Teks:

Langsung ke konten utama

Simpang Siur Klaim 4G LTE



Operator A menegaskan, kami yang pertama menggelar LTE. Sedangkan B lebih santai dan berkata, saat ini kecepatan LTE hanya 35 Mbps, ngapain harus buru-buru. Sementara C menyatakan, babak kedua LTE adalah carrier aggregation, kami yang pertama menerapkan teknologi tersebut.
Apa sih sebenarnya yang mereka sampaikan? Siapa yang memberi layanan LTE terbaik? Benarkah klaim masing-masing operator? Tulisan ini menjawab pertanyaan tersebut dengan gamblang, dan tentu saja obyektif, karena tidak mengandung materi promosi seperti yang disampaikan operator.


LTE

Masyarakat sangat mudah mengenali 4G, karena sebelumnya sudah familiar dengan 3G dan 2G. Namun, apa itu LTE dan apa hubungannya dengan 4G?

LTE (Long Term Evolution) adalah standar komunikasi data nirkabel dengan kecepatan tinggi yang berbasis pada jaringan GSM/EDGE dan UMTS/HSPA. Secara teori teknologi ini mampu mengunduh file dengan kecepatan 300 Mbps dan kecepatan unggah 75 Mbps.

Teknologi yang awalnya diusulkan oleh NTT DoCoMo Jepang pada 2004 ini, dikembangkan lebih lanjut oleh 3GPP, organisasi penerbit standar teknologi GSM, dengan tujuan untuk menjamin kelanjutan sistem 3G yang saat ini telah digunakan secara luas di seluruh dunia. Tentu saja juga untuk memenuhi kebutuhan akses data yang semakin cepat dengan kualitas yang semakin baik. Namun pada perkembangannya, teknologi yang dikomersialkan pertama kali pada 2009 ini, justru menjadi roadmap standar jaringan seluler global, tidak hanya bagi GSM, tapi juga CDMA.

Soal singkat: Tuliskan kembali secara persis bagian artikel tentang klaim 4G LTE di atas, dimulai dengan "Masyarakat sangat mudah" dan berlanjut hingga "unggah 75 Mbps.".

Kutipan catatan:
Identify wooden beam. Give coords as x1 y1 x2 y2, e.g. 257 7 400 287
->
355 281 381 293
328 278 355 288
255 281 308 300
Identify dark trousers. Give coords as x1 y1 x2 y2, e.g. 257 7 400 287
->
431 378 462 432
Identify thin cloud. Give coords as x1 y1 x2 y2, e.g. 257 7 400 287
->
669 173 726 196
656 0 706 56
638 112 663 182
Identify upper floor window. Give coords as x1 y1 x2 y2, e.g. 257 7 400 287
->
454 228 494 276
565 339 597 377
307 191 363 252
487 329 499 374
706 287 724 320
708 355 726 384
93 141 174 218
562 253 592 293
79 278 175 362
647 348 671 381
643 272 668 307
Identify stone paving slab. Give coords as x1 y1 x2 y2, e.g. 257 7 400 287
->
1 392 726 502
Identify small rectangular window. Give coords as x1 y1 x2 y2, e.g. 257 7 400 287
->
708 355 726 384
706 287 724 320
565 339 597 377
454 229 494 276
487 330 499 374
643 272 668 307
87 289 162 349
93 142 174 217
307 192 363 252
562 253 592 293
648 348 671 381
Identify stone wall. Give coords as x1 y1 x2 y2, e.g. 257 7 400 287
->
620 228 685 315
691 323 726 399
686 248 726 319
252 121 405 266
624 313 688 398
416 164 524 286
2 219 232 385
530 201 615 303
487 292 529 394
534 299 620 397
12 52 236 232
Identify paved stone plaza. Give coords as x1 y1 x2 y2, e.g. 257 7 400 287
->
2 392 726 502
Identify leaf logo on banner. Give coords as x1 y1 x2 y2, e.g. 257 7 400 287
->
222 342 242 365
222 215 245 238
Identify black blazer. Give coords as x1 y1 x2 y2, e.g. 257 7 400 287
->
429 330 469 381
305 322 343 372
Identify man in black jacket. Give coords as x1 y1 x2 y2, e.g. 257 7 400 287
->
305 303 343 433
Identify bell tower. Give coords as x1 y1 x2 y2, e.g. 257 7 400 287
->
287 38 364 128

Hasil:
Masyarakat sangat mudah mengenali 4G, karena sebelumnya sudah familiar dengan 3G dan 2G. Namun, apa itu LTE dan apa hubungannya dengan 4G?

LTE (Long Term Evolution) adalah standar komunikasi data nirkabel dengan kecepatan tinggi yang berbasis pada jaringan GSM/EDGE dan UMTS/HSPA. Secara teori teknologi ini mampu mengunduh file dengan kecepatan 300 Mbps dan kecepatan unggah 75 Mbps.